# EXERCISE BRIEF:
Exactly as given, write out all the entries again.

# DATASET:
..........

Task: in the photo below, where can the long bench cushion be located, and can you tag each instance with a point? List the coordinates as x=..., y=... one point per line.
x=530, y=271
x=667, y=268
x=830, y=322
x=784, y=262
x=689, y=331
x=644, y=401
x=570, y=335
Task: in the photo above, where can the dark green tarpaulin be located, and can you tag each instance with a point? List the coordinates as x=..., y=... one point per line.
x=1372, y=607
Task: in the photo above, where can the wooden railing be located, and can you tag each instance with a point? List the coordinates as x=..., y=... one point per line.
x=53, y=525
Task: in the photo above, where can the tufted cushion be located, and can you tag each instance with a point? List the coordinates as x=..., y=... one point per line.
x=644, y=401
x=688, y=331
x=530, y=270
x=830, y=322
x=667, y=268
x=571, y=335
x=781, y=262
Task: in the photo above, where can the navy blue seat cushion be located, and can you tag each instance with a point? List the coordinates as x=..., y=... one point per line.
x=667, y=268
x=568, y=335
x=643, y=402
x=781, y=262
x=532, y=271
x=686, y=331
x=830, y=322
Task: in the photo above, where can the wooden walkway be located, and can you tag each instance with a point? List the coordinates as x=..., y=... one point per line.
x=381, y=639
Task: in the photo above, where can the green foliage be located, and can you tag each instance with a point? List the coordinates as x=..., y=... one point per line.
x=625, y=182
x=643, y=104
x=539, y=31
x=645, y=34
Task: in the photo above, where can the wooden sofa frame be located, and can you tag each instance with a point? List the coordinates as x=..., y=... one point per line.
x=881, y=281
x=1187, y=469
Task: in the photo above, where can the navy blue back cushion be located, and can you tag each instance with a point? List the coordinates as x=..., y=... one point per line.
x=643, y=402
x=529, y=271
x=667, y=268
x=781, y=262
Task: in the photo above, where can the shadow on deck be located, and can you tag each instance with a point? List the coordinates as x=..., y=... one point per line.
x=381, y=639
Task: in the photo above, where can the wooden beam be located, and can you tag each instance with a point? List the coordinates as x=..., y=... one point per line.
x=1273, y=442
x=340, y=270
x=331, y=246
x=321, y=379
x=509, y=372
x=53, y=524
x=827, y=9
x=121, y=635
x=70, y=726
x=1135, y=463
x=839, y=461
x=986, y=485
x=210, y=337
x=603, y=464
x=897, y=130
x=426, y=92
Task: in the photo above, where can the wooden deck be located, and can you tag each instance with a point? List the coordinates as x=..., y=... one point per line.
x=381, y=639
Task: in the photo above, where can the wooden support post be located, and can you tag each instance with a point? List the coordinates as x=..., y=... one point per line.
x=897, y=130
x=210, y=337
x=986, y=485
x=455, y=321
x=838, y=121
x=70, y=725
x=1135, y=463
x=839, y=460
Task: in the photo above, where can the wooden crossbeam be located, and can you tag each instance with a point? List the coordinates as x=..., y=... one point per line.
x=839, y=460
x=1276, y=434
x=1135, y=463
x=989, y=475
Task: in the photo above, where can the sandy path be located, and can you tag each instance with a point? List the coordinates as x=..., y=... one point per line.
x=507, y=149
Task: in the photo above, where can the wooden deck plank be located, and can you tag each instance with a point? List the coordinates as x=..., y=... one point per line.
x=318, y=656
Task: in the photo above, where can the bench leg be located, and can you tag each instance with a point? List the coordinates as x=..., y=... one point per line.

..........

# ANSWER SPACE:
Task: in the photo below, where can the long bench cushion be located, and can you tag each instance with a point? List the coordinates as x=..., y=... one point per line.
x=530, y=271
x=667, y=268
x=830, y=322
x=784, y=262
x=689, y=331
x=644, y=401
x=570, y=335
Task: in the photo above, where can the dark green tarpaulin be located, and can you tag each instance with a point? List the coordinates as x=..., y=... one point per line.
x=1372, y=607
Task: in the photo above, where can the wooden railing be located, and can you tag each instance with a point? List the coordinates as x=..., y=... one point per line.
x=53, y=525
Task: in the photo above, where can the tufted cushion be located, and can you tag each instance with a point? List the coordinates as x=..., y=... one point per line.
x=644, y=401
x=688, y=331
x=530, y=270
x=830, y=322
x=667, y=268
x=571, y=335
x=781, y=262
Task: in the photo above, where can the navy blue seat cushion be located, and can you tag each instance with a point? List the coordinates as x=..., y=... one point per line.
x=667, y=268
x=568, y=335
x=643, y=402
x=781, y=262
x=532, y=271
x=686, y=331
x=830, y=322
Task: in the photo above, where can the wooden walkway be located, and can you tag each instance with a point? List the coordinates as x=..., y=... one point per line.
x=381, y=639
Task: in the photo above, where can the green foliage be located, and can you tag each instance with a point? List the coordinates as x=..., y=... one point per line.
x=625, y=182
x=643, y=104
x=539, y=31
x=645, y=34
Task: in the photo above, where can the wooden sofa frame be located, and can you tag each instance with a point? List the coordinates as x=..., y=... one point per line.
x=881, y=281
x=1187, y=469
Task: in the photo above, where can the navy blue back cushion be located, and can you tag each instance with a point? List the coordinates as x=..., y=... one point per line.
x=643, y=402
x=529, y=271
x=667, y=268
x=781, y=262
Task: in the photo above, where can the shadow on deck be located, and can you tag each instance with a point? List the coordinates as x=..., y=... one point per line.
x=381, y=639
Task: in the photo above, where can the wooden beam be located, and can you tag each instance with a point? List the coordinates as x=..., y=... one point per line.
x=1273, y=442
x=340, y=270
x=331, y=246
x=321, y=379
x=509, y=372
x=53, y=524
x=827, y=9
x=121, y=635
x=70, y=726
x=1135, y=463
x=839, y=461
x=986, y=485
x=210, y=337
x=603, y=464
x=897, y=130
x=426, y=92
Task: in the photo above, where can the wooden deck be located, and can you tag each instance with a point? List the coordinates as x=..., y=... one point per line.
x=381, y=639
Task: in the photo above, where can the wooden support post be located, and can you tag each instance with a point? List the coordinates as x=..., y=... one point per line.
x=897, y=130
x=210, y=337
x=986, y=485
x=455, y=321
x=838, y=121
x=70, y=725
x=1135, y=463
x=839, y=460
Task: in the photo above, where can the wooden crossbeam be located, and can you tag each instance with a point? List the coordinates as x=..., y=... one point per line.
x=839, y=460
x=1276, y=434
x=1135, y=463
x=989, y=475
Task: in the photo above, where can the sandy path be located, and can you tag each instance with a point? List the coordinates as x=..., y=... one point per line.
x=507, y=149
Task: in the photo above, where can the wooden deck plank be located, and can you tag each instance with a point? List the coordinates as x=..., y=... one point per line.
x=318, y=656
Task: in the photo above, where can the bench leg be located, and can you tag each instance with a point? List the coordinates as x=..., y=... one point per line.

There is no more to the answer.